(Source data)
+--

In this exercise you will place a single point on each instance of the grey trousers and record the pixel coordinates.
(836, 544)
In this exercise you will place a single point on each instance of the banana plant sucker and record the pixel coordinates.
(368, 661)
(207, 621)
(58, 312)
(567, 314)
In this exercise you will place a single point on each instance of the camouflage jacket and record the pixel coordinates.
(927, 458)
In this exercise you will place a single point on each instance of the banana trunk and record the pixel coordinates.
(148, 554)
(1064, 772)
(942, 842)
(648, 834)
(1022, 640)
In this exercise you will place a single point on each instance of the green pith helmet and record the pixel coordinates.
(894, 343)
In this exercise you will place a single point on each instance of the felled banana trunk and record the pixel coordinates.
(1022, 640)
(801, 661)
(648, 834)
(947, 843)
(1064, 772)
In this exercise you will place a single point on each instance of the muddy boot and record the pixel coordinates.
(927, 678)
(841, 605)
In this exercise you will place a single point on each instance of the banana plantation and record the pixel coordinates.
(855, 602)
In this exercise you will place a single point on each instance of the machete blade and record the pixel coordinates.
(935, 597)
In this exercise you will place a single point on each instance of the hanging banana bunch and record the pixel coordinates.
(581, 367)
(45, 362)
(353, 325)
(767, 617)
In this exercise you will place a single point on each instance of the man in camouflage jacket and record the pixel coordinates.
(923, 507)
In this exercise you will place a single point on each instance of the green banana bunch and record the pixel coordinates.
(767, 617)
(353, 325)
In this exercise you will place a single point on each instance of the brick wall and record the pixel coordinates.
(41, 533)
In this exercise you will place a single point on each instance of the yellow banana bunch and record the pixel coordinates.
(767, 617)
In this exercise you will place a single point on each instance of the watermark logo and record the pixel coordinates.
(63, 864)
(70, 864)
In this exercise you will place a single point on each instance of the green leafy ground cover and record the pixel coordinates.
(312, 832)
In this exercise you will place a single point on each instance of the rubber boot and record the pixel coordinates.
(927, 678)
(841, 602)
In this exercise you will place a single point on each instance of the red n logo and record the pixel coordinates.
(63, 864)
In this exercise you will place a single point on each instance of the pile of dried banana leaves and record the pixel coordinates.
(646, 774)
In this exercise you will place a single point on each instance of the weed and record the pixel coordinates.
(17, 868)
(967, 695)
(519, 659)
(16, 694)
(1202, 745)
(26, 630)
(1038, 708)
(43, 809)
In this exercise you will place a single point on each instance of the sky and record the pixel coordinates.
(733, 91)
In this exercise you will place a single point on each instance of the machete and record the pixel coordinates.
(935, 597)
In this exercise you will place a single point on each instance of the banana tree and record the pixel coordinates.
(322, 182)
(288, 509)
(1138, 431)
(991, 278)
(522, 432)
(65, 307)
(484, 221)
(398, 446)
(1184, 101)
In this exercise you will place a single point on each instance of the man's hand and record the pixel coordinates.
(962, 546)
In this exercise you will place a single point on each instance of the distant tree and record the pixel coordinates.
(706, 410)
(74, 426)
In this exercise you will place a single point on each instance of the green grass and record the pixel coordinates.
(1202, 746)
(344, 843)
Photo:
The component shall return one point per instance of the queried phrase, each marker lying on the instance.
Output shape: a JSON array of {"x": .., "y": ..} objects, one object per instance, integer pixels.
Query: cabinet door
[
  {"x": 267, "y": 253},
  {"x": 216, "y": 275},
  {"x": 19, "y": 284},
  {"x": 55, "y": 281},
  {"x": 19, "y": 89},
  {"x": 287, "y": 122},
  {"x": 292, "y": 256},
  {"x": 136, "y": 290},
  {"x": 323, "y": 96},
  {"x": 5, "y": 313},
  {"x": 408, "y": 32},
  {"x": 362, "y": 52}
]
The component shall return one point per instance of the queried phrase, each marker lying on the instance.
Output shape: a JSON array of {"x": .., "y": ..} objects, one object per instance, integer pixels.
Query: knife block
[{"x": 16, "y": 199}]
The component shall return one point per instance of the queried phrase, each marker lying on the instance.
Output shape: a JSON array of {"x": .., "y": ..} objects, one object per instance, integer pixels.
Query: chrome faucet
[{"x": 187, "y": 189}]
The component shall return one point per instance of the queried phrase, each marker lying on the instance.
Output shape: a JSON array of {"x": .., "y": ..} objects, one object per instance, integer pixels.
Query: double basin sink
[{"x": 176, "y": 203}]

+--

All of the data should be retyped exactly.

Worked solution
In this exercise you will place a single point on each instance of the grey trousers and record the pixel coordinates.
(836, 544)
In this exercise you will place a single point on each instance of the banana plant sucker and record the pixel coordinates.
(368, 661)
(207, 621)
(58, 312)
(567, 314)
In this exercise you will place a single point on each instance of the camouflage jacket and record the pixel coordinates.
(927, 458)
In this exercise you will place a single point on each instance of the banana trunk and record the pixel coordinates.
(148, 554)
(1064, 772)
(942, 842)
(648, 834)
(1022, 640)
In this exercise you will place a single point on each instance of the green pith helmet and record the pixel coordinates.
(894, 343)
In this exercise you will place a single point on each instance of the felled banana trunk and record the pixel coordinates.
(1022, 640)
(801, 661)
(648, 834)
(947, 843)
(1064, 772)
In this exercise you will place a single point on each instance of the muddy boot and record the pixel coordinates.
(927, 678)
(841, 605)
In this exercise you will place a single point on each instance of the banana plantation and record the pixel coordinates.
(855, 602)
In this exercise you will place a single point on each instance of the machete blade and record the pixel coordinates.
(935, 597)
In this exercise you will place a single point on each instance of the hanging banana bunch and record the pixel coordinates.
(581, 367)
(45, 362)
(353, 325)
(767, 617)
In this exercise you will place a single point on each instance of the man in camouflage jacket and record the pixel coordinates.
(923, 507)
In this exercise you will place a single point on each instance of the green banana bunch and record the pixel coordinates.
(767, 617)
(353, 325)
In this exercise you will place a single point on each instance of the brick wall and record the pixel coordinates.
(41, 533)
In this exercise you will place a single point on each instance of the yellow banana bunch and record the pixel coordinates.
(767, 617)
In this exercise you will place a single point on each instance of the watermark logo and record the pixel coordinates.
(63, 864)
(70, 864)
In this exercise you will place a single point on each instance of the green leafy ground cover and record the pixel coordinates.
(312, 832)
In this exercise you will place a single point on each instance of the rubber boot and record the pixel coordinates.
(927, 678)
(841, 602)
In this exercise you will place a single point on each instance of the red n logo and record the pixel coordinates.
(63, 864)
In this exercise you will place a single point on each instance of the pile of dried banana leaves and record the pixel coordinates.
(646, 774)
In this exercise you will place a single point on each instance of the weed and record the pixel coordinates.
(17, 868)
(967, 695)
(519, 659)
(16, 694)
(1202, 745)
(26, 630)
(1038, 708)
(43, 809)
In this exercise you will place a single point on each instance of the sky and record the pixel coordinates.
(733, 91)
In this exercise you will place a single point on each instance of the machete and record the pixel coordinates.
(935, 597)
In this exercise you will place a single point on each instance of the banana tree and record the pixel coordinates.
(322, 182)
(288, 509)
(1138, 431)
(991, 278)
(522, 432)
(65, 307)
(484, 221)
(398, 446)
(1184, 101)
In this exercise you will place a single point on each instance of the man's hand and record the pixel coordinates.
(962, 546)
In this exercise you will place a single point on each instance of the distant tree and record the pixel coordinates.
(706, 410)
(74, 426)
In this exercise you will place a single point on each instance of the green grass and record the pixel coordinates.
(1202, 746)
(344, 843)
Photo:
The component shall return one point per instance of the queried phrase, each marker lying on the instance.
Output shape: a JSON array of {"x": .., "y": ..} objects, one object per instance, integer pixels.
Query: cabinet door
[
  {"x": 267, "y": 253},
  {"x": 216, "y": 275},
  {"x": 19, "y": 284},
  {"x": 55, "y": 281},
  {"x": 19, "y": 89},
  {"x": 287, "y": 122},
  {"x": 292, "y": 256},
  {"x": 136, "y": 290},
  {"x": 323, "y": 96},
  {"x": 5, "y": 313},
  {"x": 408, "y": 32},
  {"x": 362, "y": 52}
]
The component shall return one point per instance of the queried phrase, each marker lying on the instance.
Output shape: a JSON array of {"x": .., "y": ..} objects, one object per instance, integer pixels.
Query: knife block
[{"x": 16, "y": 199}]
The component shall return one point per instance of the queried phrase, each marker lying on the instance.
Output shape: a JSON array of {"x": .., "y": ..} objects, one object per instance, integer pixels.
Query: chrome faucet
[{"x": 187, "y": 189}]
The component shall return one point per instance of the queried phrase, each marker lying on the instance.
Output shape: a JSON array of {"x": .., "y": ..} objects, one object per instance, integer pixels.
Query: double basin sink
[{"x": 176, "y": 203}]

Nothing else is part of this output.